WHAT IS BEING ASKED - Your task is to repeat the listing exactly.

MATERIAL FOR THE TASK -
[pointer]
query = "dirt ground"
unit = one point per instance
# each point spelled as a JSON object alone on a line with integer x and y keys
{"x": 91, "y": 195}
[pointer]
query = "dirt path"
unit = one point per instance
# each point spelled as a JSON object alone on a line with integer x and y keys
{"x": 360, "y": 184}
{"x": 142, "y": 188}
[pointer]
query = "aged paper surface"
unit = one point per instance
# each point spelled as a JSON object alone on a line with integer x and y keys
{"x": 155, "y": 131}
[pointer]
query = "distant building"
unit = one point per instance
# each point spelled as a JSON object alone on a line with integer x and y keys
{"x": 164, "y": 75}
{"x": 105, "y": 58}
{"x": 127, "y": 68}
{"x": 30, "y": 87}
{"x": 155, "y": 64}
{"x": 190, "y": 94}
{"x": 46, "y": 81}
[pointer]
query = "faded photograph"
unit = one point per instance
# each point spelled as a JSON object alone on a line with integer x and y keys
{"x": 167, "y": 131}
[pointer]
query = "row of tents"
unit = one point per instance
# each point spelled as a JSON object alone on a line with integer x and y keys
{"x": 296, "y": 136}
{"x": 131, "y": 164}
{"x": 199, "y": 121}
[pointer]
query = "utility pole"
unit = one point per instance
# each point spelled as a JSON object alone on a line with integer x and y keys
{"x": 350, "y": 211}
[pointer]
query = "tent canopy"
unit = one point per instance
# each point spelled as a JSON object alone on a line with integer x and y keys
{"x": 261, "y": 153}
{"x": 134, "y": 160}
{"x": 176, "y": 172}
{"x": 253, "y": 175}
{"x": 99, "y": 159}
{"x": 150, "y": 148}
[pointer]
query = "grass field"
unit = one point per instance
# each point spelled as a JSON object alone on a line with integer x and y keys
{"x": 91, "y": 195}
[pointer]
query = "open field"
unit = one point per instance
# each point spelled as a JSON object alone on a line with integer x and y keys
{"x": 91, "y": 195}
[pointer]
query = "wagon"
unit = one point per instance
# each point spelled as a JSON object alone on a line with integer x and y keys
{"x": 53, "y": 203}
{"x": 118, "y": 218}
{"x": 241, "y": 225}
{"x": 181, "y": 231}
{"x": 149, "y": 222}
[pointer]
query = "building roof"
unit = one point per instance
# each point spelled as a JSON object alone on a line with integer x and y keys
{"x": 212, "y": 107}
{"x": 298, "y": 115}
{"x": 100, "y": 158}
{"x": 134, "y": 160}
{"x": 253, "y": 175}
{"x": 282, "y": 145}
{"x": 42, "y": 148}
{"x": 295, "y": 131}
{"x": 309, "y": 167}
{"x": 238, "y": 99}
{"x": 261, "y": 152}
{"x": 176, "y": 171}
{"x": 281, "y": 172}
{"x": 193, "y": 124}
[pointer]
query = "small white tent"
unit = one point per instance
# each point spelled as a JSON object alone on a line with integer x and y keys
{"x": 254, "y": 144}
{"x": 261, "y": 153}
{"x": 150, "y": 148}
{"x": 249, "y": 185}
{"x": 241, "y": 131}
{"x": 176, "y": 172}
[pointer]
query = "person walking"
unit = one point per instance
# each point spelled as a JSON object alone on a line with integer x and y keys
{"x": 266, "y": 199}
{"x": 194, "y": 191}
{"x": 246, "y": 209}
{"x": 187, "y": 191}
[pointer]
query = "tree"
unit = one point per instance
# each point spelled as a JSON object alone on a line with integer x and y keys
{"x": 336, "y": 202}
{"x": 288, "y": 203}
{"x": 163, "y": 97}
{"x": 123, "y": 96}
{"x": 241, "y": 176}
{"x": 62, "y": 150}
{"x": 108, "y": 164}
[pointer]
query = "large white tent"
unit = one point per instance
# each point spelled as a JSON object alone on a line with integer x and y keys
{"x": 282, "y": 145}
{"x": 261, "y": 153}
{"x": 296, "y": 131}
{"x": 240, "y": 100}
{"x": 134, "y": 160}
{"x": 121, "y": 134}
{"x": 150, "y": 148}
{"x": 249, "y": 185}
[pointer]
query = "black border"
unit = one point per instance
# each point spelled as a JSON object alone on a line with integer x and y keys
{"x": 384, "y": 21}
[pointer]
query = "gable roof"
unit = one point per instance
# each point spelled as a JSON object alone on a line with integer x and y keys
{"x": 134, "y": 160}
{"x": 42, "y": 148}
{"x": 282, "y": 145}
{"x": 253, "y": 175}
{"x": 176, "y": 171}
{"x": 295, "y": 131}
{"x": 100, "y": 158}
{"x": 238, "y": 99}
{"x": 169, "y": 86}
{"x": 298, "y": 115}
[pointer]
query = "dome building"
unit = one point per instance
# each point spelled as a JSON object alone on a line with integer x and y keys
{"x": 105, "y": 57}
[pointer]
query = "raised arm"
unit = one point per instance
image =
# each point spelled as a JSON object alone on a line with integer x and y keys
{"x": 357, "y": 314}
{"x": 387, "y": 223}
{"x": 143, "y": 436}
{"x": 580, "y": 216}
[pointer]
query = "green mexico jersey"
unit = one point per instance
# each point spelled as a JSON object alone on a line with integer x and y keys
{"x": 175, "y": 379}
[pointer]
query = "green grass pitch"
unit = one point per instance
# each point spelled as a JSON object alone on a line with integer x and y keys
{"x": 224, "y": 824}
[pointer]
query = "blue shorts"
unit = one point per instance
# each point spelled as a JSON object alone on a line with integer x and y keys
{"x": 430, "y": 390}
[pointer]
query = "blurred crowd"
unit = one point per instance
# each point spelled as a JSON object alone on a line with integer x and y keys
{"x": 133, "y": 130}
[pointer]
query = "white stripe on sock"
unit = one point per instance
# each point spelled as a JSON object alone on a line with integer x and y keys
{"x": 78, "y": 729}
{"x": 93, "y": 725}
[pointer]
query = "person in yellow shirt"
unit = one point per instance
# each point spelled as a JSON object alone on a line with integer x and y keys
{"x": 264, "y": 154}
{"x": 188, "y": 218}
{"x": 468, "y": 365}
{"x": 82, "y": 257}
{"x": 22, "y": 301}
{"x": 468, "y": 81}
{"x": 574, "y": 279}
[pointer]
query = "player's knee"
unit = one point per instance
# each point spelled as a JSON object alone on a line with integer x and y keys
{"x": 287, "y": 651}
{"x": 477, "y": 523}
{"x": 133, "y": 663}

WRITTEN REPLY -
[pointer]
query = "dirt ground"
unit = one point per instance
# each point spelled as a JSON object alone on a line with integer x and y keys
{"x": 91, "y": 195}
[pointer]
query = "dirt path"
unit = one point per instance
# each point spelled as a JSON object alone on a line with integer x and y keys
{"x": 360, "y": 184}
{"x": 142, "y": 188}
[pointer]
query = "aged paper surface"
unit = one point per instance
# each point spelled as a JSON object alone on a line with integer x and y keys
{"x": 155, "y": 131}
[pointer]
query = "distant building"
unit = one point per instance
# each point spelled as a JSON object alone on a line with integer x and y keys
{"x": 164, "y": 75}
{"x": 105, "y": 58}
{"x": 127, "y": 68}
{"x": 30, "y": 87}
{"x": 155, "y": 64}
{"x": 190, "y": 94}
{"x": 46, "y": 81}
[pointer]
query = "faded photograph"
unit = one point per instance
# each point spelled as a JSON object alone on a line with integer x and y keys
{"x": 167, "y": 131}
[pointer]
query = "row of tents"
unit = one point per instance
# each point spelled as a JSON object alone on a line with integer x and y keys
{"x": 296, "y": 136}
{"x": 131, "y": 164}
{"x": 199, "y": 121}
[pointer]
query = "utility pole"
unit = one point per instance
# each point spelled as a JSON object alone on a line with integer x and y keys
{"x": 350, "y": 211}
[pointer]
query = "tent canopy"
unit = one point per instance
# each point spelled as a JSON object alone on a line with integer x and y keys
{"x": 261, "y": 153}
{"x": 134, "y": 160}
{"x": 176, "y": 172}
{"x": 253, "y": 175}
{"x": 99, "y": 159}
{"x": 150, "y": 148}
[pointer]
query = "grass field"
unit = one point per instance
# each point spelled as a JSON object alone on a line with integer x and y keys
{"x": 91, "y": 195}
[pointer]
query = "open field"
unit = one point per instance
# each point spelled as a JSON object alone on a line with integer x and y keys
{"x": 91, "y": 195}
[pointer]
query = "wagon"
unit = one point per instance
# each point spelled as a JSON object alone on a line with integer x and y keys
{"x": 53, "y": 203}
{"x": 118, "y": 218}
{"x": 241, "y": 225}
{"x": 181, "y": 231}
{"x": 149, "y": 222}
[pointer]
query = "building roof"
unit = one point per instance
# each point spelled as a JSON object alone on a line with integer x and y keys
{"x": 212, "y": 107}
{"x": 298, "y": 115}
{"x": 100, "y": 158}
{"x": 134, "y": 160}
{"x": 253, "y": 175}
{"x": 282, "y": 145}
{"x": 42, "y": 148}
{"x": 295, "y": 131}
{"x": 309, "y": 167}
{"x": 238, "y": 99}
{"x": 261, "y": 152}
{"x": 176, "y": 171}
{"x": 281, "y": 172}
{"x": 193, "y": 124}
[pointer]
query = "small white tent"
unit = one point per instance
# each point spelled as a JSON object alone on a line with integer x and y keys
{"x": 254, "y": 144}
{"x": 261, "y": 153}
{"x": 150, "y": 148}
{"x": 249, "y": 185}
{"x": 241, "y": 131}
{"x": 176, "y": 172}
[pointer]
query = "person walking"
unit = one point per instance
# each point spelled as a JSON object alone on a line with integer x and y keys
{"x": 266, "y": 199}
{"x": 194, "y": 191}
{"x": 246, "y": 209}
{"x": 187, "y": 191}
[pointer]
query = "tree"
unit = one point per instance
# each point spelled as a JSON object alone on a line with integer x and y keys
{"x": 336, "y": 202}
{"x": 288, "y": 203}
{"x": 163, "y": 97}
{"x": 123, "y": 96}
{"x": 241, "y": 176}
{"x": 62, "y": 150}
{"x": 108, "y": 164}
[pointer]
query = "large white tent"
unit = one point per instance
# each point spelled as a JSON object alone on a line with integer x and y keys
{"x": 282, "y": 145}
{"x": 261, "y": 153}
{"x": 296, "y": 131}
{"x": 240, "y": 100}
{"x": 134, "y": 160}
{"x": 121, "y": 134}
{"x": 150, "y": 148}
{"x": 249, "y": 185}
[pointer]
query = "black border"
unit = one point per instance
# each point spelled as a JSON object alone on a line with integer x and y keys
{"x": 384, "y": 21}
[pointer]
query = "gable roof"
unit = one point per instance
# each point spelled as a JSON object alone on a line with integer x and y keys
{"x": 134, "y": 160}
{"x": 42, "y": 148}
{"x": 282, "y": 145}
{"x": 253, "y": 175}
{"x": 176, "y": 171}
{"x": 295, "y": 131}
{"x": 100, "y": 158}
{"x": 238, "y": 99}
{"x": 169, "y": 86}
{"x": 298, "y": 115}
[pointer]
query = "dome building"
unit = one point per instance
# each point spelled as a JSON object alone on a line with integer x and y keys
{"x": 105, "y": 57}
[pointer]
query = "raised arm"
unit = one point per instance
image =
# each point spelled as a JSON object alone on a line with integer x and y keys
{"x": 357, "y": 314}
{"x": 387, "y": 223}
{"x": 143, "y": 436}
{"x": 580, "y": 216}
[pointer]
query = "green mexico jersey"
unit = one point per instance
# each point spelled as a JSON object alone on a line with integer x and y keys
{"x": 175, "y": 379}
[pointer]
query = "green grass pitch"
unit = one point per instance
# each point spelled as a JSON object alone on a line with integer x and y keys
{"x": 224, "y": 824}
[pointer]
query = "blue shorts"
unit = one point per instance
# each point spelled as a JSON object alone on a line with integer x and y keys
{"x": 430, "y": 390}
[pointer]
query = "blurred crowd"
unit = one point per instance
# each point spelled as a JSON object alone on a line with integer x and y keys
{"x": 133, "y": 130}
[pointer]
query = "white stripe on sock"
unit = one point per instance
# each point spelled as a JSON object alone on a line with integer x and y keys
{"x": 78, "y": 729}
{"x": 93, "y": 725}
[pointer]
query = "person in yellow shirt"
unit = one point per instance
# each point spelled as a JSON object alone on a line with integer x and y keys
{"x": 264, "y": 154}
{"x": 188, "y": 218}
{"x": 468, "y": 365}
{"x": 82, "y": 257}
{"x": 22, "y": 301}
{"x": 468, "y": 81}
{"x": 574, "y": 279}
[pointer]
query = "player's knee"
unit = one point per instance
# each point spelled as a JSON object alone on a line with integer x and y keys
{"x": 287, "y": 651}
{"x": 477, "y": 523}
{"x": 133, "y": 663}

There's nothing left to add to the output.